Document text:
-------------------------
ON FORMER CHANGES IN PHYSICAL GEOGRAPHY AND CLIMATE.
Geographical features of the northern hemisphere, at the period of the oldest fossiliferous strata—State of the surface when the mountain limestone and coal were deposited—Changes in physical geography, between the carboniferous period and the chalk—Abrupt transition from the secondary to the tertiary fossils—Accession of land, and elevation of mountain chains, after the consolidation of the secondary rocks—Explanation of Map, showing the area covered by sea, since the commencement of the tertiary period—Astronomical theories of the causes of variations in climate—Theory of the diminution of the supposed primitive heat of the globe.
In the sixth chapter, I stated the arguments derived from organic remains for concluding that in the period when the carboniferous strata were deposited, the temperature of the ocean and the air was more uniform in the different seasons of the year, and in different latitudes, than at present, and that there was a remarkable absence of cold as well as great moisture in the atmosphere. It was also shown that the climate had been modified more than once since that epoch, and that it had been reduced, by successive changes, more and more nearly to that now prevailing in the same latitudes. Farther, I endeavored, in the last chapter, to prove that vicissitudes in climate of no less importance may be expected to recur in future, if it be admitted that causes now active in nature have power, in the lapse of ages, to produce considerable variations in the relative position of land and sea. It remains to inquire whether the alterations, which the geologist can prove to have actually taken place at former periods, in the geographical features of the northern hemisphere, coincide in their nature, and in the time of their occurrence, with such revolutions in climate as might naturally have resulted, according to the meteorological principles already explained.
-------------------------
What you are asked to do: Reproduce verbatim the portion of the text on former changes in geography and climate from "Geographical features of the northern hemisphere, at" to "of the globe.", including both of those phrases.

Information shown:
-------------------------
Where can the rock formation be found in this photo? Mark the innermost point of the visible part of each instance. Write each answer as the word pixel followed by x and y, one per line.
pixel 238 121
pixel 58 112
-------------------------
Solution for this task:
Geographical features of the northern hemisphere, at the period of the oldest fossiliferous strata—State of the surface when the mountain limestone and coal were deposited—Changes in physical geography, between the carboniferous period and the chalk—Abrupt transition from the secondary to the tertiary fossils—Accession of land, and elevation of mountain chains, after the consolidation of the secondary rocks—Explanation of Map, showing the area covered by sea, since the commencement of the tertiary period—Astronomical theories of the causes of variations in climate—Theory of the diminution of the supposed primitive heat of the globe.